→ **Work required**
Would you copy out, exactly as written, each line from the one containing "Where can the adult" to the end of the records below?

→ **Data supplied**
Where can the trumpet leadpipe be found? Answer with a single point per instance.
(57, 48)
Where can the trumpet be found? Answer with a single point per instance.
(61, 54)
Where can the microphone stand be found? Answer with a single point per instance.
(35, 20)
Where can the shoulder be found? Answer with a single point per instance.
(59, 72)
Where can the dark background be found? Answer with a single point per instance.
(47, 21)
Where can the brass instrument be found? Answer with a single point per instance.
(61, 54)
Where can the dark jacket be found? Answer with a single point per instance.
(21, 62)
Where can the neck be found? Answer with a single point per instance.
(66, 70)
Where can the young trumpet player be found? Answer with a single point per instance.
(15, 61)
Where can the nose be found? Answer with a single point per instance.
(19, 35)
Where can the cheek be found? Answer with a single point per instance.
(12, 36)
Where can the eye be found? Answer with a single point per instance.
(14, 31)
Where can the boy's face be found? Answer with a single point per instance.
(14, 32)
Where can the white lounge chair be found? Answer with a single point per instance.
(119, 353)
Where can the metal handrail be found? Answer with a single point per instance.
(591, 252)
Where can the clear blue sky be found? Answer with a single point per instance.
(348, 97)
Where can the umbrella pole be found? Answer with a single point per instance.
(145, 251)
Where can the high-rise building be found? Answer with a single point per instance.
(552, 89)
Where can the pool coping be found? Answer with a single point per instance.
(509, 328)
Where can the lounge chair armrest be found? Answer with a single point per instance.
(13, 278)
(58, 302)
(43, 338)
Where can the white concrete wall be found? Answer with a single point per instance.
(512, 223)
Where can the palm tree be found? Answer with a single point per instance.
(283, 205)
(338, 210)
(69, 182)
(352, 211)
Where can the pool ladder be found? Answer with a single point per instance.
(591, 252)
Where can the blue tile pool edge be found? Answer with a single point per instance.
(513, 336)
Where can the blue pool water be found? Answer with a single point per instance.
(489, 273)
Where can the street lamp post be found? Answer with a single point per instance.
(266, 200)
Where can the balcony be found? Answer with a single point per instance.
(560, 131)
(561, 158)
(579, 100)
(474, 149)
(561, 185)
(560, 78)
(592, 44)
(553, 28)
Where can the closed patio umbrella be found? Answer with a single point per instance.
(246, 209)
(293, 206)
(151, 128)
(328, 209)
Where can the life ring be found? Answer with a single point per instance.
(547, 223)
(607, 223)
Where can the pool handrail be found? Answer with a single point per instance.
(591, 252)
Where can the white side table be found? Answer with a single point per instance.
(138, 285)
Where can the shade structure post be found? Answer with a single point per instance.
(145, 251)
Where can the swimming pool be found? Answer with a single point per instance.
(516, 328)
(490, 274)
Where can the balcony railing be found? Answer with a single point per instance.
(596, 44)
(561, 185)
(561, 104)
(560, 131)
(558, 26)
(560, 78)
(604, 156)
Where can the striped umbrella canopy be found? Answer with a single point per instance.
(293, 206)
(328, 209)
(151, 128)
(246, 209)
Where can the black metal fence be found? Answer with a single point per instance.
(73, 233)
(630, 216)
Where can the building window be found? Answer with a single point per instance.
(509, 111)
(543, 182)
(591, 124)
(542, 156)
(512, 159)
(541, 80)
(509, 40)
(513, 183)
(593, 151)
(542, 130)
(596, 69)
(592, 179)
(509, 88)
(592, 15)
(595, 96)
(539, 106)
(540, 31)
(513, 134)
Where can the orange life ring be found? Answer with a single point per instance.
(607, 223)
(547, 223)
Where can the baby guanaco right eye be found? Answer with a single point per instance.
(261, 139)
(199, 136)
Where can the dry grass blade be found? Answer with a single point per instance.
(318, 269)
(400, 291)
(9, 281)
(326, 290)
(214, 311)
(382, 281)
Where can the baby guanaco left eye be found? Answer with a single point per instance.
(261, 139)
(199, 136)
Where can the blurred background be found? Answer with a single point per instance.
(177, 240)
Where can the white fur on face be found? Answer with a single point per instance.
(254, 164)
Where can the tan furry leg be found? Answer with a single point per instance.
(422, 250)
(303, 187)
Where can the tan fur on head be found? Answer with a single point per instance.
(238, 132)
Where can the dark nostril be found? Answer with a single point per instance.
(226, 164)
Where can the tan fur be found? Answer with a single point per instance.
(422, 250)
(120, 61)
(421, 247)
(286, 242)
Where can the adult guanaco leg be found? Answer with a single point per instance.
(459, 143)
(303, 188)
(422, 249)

→ **Solution for this exercise**
Where can the adult guanaco leg be found? Answer with a single point per instance.
(459, 143)
(303, 188)
(422, 249)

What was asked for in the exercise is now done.